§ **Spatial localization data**
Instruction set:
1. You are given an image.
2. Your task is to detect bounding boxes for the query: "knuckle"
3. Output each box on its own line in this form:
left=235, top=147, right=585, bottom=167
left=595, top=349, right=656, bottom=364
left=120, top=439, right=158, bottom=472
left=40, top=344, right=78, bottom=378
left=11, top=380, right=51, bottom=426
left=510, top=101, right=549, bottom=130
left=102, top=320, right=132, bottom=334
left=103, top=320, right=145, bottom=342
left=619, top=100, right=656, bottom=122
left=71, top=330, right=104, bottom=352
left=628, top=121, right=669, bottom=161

§ **WHAT TO DO**
The response should consist of all the entries, copied without any alteration.

§ **ANSWER BELOW**
Instruction set:
1. You are given an image.
2. Your task is to detect bounding boxes for the query: "knuckle"
3. Output each box on its own line in this form:
left=235, top=147, right=585, bottom=167
left=595, top=349, right=656, bottom=364
left=120, top=439, right=158, bottom=472
left=40, top=344, right=78, bottom=378
left=11, top=380, right=51, bottom=426
left=510, top=101, right=549, bottom=130
left=102, top=320, right=132, bottom=334
left=103, top=320, right=145, bottom=342
left=619, top=100, right=656, bottom=122
left=71, top=330, right=104, bottom=352
left=628, top=121, right=669, bottom=161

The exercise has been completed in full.